• _Passage_
-*-

One undoubted problem with the FMS Foundation, though, was that the name was misleading. Memory science today acknowledges that the normal functioning of memory includes incorrect recall – as such, there is no need to postulate a “syndrome” or to psychopathologise the process, even though therapists may have been involved. The legacy of the word, however, means that “false memory” is portrayed by critics as simply a device by which victims are stigmatised as mentally ill. This was seen recently when Harvey Weinstein’s defence team announced that it would be calling memory experts to give testimony on memory. According to an article by two “trauma psychologists”, Anne P. DePrince and Joan M. Cook, published by The Conversation,

…Weinstein’s defense team has prepared to call witnesses to argue that women who came forward to accuse him suffer from “the formation of fully false memories for events that never happened.” This is not a suggestion of normal problems with memory or recall, but the unlikely proposition that his accusers somehow developed entire memories of sexual assault that never actually occurred.

The article refers here to Deborah Davis, although we now know that Elizabeth Loftus will also be called. Loftus gave her testimony on Friday; the Los Angeles Times reported:

She has routinely testified that memories can be transformed and contaminated — and, in some cases, altogether false.

Loftus stuck to a similar narrative during her testimony Friday, though she was not permitted to speak on issues of memory tied to sexual interactions. She explained that many factors can lead to weakened or entirely fabricated memories, including some therapy techniques, media coverage and questioning by law enforcement.

In other words, her testimony was concerned with general principles of memory. This is in line with a profile of Loftus from the Los Angeles Times that appeared just a few days ago:

When asked if she must believe in the innocence of a defendant to testify on their behalf, Loftus answered the question indirectly.

“I believe that science belongs to all of us. So my decisions on whether to work on a case are sometimes based on scheduling, or whether it seems interesting, or whether it’s a death penalty case where the outcome could be very severe,” she said. “Most of the time, I don’t know if they did it or not.”

-*-

• _Available data_
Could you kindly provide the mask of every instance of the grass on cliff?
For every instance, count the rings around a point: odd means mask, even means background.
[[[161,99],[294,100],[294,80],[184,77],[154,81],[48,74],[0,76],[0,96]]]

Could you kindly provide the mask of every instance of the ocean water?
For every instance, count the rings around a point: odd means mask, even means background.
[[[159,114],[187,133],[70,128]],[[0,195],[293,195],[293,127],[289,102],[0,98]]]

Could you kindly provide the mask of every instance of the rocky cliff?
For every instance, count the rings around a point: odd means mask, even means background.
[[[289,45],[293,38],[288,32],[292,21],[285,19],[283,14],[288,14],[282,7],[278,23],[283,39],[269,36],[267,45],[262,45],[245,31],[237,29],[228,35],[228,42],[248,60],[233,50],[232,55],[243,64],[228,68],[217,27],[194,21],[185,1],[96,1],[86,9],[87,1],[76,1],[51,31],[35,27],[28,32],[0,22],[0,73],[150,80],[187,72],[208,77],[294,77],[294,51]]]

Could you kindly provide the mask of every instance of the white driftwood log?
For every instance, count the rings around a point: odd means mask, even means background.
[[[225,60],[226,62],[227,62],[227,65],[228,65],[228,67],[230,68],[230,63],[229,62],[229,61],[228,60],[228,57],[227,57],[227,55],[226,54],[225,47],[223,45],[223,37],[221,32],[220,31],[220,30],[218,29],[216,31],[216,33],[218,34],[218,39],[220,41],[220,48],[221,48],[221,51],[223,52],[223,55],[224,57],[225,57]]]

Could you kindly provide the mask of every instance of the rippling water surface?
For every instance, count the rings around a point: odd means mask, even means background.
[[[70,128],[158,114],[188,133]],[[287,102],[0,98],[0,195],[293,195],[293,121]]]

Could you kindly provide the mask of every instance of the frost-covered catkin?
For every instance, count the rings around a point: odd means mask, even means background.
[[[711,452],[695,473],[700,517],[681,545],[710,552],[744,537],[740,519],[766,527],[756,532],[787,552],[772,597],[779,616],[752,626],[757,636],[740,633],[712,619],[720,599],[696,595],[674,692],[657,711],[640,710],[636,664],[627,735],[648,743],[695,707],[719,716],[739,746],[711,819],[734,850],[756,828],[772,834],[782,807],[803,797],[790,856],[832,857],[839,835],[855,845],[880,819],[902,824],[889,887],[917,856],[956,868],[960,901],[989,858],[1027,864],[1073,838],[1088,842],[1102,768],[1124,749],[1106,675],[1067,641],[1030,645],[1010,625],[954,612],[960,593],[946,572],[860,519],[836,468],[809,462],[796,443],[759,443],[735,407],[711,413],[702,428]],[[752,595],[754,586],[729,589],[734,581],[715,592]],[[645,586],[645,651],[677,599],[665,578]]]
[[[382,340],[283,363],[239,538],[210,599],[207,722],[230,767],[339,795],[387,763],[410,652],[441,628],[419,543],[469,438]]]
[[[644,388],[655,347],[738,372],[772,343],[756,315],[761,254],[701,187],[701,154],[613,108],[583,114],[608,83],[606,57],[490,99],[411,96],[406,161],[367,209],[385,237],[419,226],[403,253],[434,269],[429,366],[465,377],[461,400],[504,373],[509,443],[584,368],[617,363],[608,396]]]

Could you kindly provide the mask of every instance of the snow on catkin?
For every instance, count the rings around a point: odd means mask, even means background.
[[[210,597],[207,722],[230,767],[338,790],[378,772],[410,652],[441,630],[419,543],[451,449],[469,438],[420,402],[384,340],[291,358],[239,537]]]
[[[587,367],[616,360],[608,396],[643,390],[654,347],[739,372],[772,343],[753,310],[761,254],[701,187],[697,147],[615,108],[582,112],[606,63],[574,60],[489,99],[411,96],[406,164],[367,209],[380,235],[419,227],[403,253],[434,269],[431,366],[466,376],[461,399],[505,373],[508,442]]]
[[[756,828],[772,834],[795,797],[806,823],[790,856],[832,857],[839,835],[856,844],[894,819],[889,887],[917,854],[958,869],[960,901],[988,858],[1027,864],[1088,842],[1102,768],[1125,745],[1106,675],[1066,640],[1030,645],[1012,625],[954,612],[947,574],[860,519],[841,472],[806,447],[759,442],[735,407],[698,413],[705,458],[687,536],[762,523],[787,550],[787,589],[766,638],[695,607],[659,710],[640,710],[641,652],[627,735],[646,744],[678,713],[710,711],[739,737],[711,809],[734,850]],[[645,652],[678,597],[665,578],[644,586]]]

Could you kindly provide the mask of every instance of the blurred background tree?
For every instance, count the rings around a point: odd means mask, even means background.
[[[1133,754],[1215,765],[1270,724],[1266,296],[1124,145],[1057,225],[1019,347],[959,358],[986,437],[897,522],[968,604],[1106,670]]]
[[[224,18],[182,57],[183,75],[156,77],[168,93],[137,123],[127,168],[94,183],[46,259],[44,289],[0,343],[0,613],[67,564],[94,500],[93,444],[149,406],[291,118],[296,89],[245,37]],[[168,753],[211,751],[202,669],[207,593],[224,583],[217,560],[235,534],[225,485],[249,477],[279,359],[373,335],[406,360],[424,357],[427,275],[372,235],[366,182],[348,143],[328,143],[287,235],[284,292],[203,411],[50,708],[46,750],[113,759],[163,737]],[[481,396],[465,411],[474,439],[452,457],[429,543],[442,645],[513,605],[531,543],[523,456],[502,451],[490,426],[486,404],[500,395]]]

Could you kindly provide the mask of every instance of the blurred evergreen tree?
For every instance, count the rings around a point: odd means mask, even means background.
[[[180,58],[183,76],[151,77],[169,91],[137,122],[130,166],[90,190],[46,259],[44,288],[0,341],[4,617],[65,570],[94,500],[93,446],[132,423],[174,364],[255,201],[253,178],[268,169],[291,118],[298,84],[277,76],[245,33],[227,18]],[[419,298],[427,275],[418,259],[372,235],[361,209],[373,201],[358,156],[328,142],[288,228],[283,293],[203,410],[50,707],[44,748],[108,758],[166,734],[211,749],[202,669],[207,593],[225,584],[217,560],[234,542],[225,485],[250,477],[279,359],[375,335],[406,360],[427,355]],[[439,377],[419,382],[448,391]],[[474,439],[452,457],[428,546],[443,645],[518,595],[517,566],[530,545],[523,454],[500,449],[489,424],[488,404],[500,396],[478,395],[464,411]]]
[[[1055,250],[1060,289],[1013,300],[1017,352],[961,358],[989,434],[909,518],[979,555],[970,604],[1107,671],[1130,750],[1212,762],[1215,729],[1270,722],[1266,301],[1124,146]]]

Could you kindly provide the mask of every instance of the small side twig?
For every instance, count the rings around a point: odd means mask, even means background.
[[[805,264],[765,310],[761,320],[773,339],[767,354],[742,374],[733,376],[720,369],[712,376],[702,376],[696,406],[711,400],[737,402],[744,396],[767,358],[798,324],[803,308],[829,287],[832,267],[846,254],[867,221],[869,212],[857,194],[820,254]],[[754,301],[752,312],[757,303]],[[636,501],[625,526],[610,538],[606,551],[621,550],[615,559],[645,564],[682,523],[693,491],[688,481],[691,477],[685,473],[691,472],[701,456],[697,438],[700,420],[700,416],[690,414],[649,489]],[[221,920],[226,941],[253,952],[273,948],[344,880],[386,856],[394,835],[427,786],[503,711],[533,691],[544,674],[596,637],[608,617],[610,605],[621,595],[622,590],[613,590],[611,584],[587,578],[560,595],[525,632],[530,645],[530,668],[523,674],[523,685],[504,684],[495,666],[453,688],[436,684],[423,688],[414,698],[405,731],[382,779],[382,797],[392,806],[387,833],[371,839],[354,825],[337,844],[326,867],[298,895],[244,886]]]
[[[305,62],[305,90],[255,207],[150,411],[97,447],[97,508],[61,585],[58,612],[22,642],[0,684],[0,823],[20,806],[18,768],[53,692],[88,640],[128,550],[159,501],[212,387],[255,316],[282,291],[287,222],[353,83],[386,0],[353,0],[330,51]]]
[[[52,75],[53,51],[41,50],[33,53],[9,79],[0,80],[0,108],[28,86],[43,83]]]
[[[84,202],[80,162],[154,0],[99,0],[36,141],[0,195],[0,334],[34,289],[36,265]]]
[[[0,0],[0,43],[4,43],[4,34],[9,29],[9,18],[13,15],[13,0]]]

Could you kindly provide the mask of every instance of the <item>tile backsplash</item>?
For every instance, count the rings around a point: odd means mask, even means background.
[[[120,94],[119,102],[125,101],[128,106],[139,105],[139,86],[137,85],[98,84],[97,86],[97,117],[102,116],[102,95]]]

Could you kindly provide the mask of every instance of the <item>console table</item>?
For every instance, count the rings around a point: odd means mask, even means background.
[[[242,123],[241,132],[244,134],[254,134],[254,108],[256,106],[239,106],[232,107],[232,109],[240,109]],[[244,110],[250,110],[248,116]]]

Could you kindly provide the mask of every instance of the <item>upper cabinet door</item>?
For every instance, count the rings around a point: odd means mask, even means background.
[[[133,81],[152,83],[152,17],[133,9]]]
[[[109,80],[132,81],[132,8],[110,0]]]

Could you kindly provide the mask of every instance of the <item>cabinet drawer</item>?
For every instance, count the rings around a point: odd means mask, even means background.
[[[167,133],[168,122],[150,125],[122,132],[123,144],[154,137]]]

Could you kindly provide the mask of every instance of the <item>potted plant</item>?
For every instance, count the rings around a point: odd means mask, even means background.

-*-

• _Problem 1_
List every person mentioned by name in the passage on false memory and the Weinstein trial.
• _Problem 2_
Write a continuation of the passage on false memory and the Weinstein trial, picking up right after its final quotation.

• _Answer 1_
Harvey Weinstein, Anne P. DePrince, Joan M. Cook, Deborah Davis, Elizabeth Loftus

• _Answer 2_
In her 1992 book, “Witness for the Defense,” Loftus writes that she is not defending the clients whose cases she takes on. She is “detached and disassociated” on the stand, she says, “simply presenting the research on memory.”

This supports what I noted in a previous post, in which I drew on statements by Julia Shaw: a memory expert may talk in general terms about the conditions in which false memories may arise, but it is not their job to assess any particular piece of testimony as being the result of a false memory – they do not “diagnose” accusers. As such, it appears that DePrince and Cook have distorted what the “witnesses” intend to say, conflating general expert testimony with the defence case itself for polemical effect.

One concern I do have with the idea of “false memory” is that it may sometimes be an over-explanation. There are legitimate reasons why a genuine victim may make a late disclosure, or have previously interacted with someone in a way that seems inconsistent with having been their victim, but for a false accuser “repressed memory” is also a convenient explanation for making a late allegation. I also wonder about the distinction between remembering something and persuading yourself you have remembered something – recovered memory therapy includes imaginative exercises (as I discussed here), and if an expert tells you that your ability to vividly imagine something is in fact because it is a memory, who are you to argue?